Exercise
The lines from the start of the data through the line containing "[ ] one point per instance of the small" are to be reproduced exactly, both ends included.
** Opening Exercise data block **
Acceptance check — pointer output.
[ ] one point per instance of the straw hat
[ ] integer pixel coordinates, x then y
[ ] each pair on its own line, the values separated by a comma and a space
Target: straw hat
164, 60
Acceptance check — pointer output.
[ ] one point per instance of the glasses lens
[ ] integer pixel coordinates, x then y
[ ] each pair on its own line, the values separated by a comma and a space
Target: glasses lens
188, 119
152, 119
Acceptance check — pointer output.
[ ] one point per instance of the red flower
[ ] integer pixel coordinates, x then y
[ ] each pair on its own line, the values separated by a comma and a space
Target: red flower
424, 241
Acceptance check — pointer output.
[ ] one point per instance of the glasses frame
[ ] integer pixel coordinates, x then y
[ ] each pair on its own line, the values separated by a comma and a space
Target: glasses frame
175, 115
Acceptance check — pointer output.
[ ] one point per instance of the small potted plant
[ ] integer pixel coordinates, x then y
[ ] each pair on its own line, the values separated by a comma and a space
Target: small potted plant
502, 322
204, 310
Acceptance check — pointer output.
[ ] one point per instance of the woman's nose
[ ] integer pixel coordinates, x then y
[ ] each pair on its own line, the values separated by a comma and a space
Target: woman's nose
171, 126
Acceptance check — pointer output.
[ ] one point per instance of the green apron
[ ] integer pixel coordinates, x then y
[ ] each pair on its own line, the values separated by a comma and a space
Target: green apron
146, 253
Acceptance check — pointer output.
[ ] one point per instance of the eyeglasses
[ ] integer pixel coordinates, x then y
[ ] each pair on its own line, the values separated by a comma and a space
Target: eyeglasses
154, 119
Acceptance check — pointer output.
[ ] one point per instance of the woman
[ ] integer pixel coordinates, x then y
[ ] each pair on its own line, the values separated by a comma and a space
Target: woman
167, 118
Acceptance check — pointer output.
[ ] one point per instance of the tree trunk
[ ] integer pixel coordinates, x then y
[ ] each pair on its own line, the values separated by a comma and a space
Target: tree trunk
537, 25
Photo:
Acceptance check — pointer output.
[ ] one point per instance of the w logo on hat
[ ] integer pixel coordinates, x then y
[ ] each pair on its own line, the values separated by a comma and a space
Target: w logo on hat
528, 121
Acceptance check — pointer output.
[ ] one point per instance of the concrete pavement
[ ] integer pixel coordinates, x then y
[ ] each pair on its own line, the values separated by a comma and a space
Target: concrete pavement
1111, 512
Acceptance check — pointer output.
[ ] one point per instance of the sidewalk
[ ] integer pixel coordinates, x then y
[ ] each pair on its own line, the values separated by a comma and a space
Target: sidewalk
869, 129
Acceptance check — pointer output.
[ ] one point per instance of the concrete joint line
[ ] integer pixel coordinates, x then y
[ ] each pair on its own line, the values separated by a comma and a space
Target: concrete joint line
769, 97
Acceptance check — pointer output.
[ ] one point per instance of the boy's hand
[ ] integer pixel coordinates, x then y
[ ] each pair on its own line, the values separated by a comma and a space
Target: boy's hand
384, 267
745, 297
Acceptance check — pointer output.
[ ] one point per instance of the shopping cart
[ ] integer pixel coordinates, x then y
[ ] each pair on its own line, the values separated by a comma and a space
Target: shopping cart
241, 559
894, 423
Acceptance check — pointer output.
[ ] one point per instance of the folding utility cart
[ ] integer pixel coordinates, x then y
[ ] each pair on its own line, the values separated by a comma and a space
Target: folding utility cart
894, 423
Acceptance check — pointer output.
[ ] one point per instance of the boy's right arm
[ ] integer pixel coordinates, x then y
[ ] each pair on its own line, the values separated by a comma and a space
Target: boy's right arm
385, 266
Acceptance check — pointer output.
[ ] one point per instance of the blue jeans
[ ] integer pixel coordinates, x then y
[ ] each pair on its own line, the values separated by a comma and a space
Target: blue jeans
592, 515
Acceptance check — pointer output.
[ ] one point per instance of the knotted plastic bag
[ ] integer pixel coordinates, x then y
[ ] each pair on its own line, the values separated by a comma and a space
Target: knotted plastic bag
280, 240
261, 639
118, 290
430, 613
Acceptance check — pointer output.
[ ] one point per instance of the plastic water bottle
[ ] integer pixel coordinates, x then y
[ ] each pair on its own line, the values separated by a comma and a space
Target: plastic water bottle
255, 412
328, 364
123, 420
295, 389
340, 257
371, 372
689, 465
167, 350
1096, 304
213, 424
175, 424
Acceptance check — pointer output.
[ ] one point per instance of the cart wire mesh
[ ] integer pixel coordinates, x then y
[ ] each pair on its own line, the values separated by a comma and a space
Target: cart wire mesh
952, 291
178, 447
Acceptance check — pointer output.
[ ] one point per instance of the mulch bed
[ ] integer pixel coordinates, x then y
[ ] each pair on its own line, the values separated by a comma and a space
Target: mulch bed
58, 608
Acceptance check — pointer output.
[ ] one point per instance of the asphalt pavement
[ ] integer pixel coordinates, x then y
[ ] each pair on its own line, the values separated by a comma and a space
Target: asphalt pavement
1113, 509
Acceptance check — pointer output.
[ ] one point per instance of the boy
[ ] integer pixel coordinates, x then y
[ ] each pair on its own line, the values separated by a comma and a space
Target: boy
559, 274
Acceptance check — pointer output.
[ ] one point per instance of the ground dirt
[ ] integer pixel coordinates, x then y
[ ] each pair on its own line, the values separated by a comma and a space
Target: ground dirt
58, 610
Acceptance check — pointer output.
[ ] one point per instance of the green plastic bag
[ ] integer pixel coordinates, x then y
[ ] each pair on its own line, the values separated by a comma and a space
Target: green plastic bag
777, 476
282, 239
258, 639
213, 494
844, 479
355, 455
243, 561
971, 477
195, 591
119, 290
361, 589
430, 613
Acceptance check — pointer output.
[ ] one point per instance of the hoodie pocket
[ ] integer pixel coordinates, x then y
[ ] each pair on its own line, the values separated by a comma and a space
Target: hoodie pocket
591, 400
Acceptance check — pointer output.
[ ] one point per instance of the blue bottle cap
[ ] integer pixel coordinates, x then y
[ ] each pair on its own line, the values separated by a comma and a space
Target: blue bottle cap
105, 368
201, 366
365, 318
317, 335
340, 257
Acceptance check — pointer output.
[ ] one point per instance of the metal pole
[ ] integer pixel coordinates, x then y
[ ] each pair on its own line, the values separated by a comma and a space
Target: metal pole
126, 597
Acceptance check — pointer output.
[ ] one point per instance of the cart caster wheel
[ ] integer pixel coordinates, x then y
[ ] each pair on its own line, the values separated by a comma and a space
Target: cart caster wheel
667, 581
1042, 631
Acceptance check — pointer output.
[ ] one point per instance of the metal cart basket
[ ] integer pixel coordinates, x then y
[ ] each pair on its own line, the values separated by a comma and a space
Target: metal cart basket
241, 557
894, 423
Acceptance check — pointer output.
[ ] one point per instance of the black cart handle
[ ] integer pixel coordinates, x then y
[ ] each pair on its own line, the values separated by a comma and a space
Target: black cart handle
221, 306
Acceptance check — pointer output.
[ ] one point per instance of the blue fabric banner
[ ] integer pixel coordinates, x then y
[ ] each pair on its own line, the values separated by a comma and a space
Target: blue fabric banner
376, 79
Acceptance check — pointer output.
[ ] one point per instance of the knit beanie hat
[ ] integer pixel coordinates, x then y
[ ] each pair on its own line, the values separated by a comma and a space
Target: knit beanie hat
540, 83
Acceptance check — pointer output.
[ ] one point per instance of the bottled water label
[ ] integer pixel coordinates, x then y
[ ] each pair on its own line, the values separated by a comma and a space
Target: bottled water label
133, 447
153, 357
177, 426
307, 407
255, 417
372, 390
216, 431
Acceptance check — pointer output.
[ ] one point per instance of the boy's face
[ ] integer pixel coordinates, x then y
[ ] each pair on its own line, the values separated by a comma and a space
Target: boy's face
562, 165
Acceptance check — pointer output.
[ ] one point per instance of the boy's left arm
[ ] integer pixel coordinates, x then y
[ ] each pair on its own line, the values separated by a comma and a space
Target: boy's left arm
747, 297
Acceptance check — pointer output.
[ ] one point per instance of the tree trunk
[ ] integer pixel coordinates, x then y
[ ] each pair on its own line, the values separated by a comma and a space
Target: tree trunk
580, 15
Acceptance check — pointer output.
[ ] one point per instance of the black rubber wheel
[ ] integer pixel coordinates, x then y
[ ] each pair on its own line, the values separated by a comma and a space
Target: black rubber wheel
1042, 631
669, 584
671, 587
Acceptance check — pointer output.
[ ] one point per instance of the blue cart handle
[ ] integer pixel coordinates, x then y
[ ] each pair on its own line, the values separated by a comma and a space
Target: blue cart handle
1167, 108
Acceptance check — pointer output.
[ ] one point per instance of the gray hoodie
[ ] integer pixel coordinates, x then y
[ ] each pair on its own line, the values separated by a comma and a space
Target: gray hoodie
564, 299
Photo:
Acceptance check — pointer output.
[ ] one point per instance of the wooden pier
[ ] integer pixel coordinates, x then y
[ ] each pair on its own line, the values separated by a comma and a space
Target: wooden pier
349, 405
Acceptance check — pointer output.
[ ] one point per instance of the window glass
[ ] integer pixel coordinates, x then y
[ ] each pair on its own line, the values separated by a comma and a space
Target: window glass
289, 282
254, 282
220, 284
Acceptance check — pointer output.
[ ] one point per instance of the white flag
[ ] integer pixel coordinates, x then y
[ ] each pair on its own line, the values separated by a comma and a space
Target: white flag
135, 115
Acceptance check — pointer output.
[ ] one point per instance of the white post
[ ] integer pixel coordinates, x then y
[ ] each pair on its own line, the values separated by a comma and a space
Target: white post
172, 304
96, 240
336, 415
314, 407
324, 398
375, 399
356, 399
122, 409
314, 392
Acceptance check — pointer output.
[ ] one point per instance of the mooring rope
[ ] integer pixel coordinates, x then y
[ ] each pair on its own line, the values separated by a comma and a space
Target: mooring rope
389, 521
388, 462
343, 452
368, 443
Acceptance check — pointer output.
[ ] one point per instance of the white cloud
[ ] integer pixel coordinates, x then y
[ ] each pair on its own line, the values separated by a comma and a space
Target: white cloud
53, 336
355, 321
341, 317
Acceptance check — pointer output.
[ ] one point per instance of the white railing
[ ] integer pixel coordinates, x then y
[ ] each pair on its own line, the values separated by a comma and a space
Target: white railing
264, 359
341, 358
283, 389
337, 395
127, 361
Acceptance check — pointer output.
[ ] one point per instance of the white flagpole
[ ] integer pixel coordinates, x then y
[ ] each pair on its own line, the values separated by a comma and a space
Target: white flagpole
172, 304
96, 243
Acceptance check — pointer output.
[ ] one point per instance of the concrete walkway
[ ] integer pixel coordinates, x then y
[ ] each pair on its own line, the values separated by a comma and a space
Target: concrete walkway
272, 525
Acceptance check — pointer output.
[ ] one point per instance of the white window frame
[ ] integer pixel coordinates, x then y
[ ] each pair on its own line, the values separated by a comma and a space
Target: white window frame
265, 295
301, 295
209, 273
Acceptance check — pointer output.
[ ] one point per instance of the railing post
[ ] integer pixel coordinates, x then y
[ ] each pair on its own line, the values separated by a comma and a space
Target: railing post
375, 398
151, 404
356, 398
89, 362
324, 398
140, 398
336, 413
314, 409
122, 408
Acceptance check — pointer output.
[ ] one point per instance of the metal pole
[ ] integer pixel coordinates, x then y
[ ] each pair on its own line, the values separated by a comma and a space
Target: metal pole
** Closing Exercise data block **
Solved exercise
Acceptance check — pointer output.
[ ] one point per instance of the straw hat
[ ] integer pixel coordinates, x then y
[ ] each pair on its own line, the values separated by a comma and a space
Target: straw hat
164, 60
Acceptance check — pointer output.
[ ] one point per instance of the glasses lens
[ ] integer pixel coordinates, x then y
[ ] each pair on its own line, the values separated by a comma and a space
Target: glasses lens
188, 119
152, 119
Acceptance check — pointer output.
[ ] one point per instance of the red flower
[ ] integer pixel coordinates, x then y
[ ] each pair on its own line, the values separated by a comma and a space
Target: red flower
424, 241
Acceptance check — pointer output.
[ ] one point per instance of the glasses frame
[ ] integer pixel coordinates, x then y
[ ] each pair on its own line, the values separated by a comma and a space
Target: glasses frame
175, 115
Acceptance check — pointer output.
[ ] one point per instance of the small potted plant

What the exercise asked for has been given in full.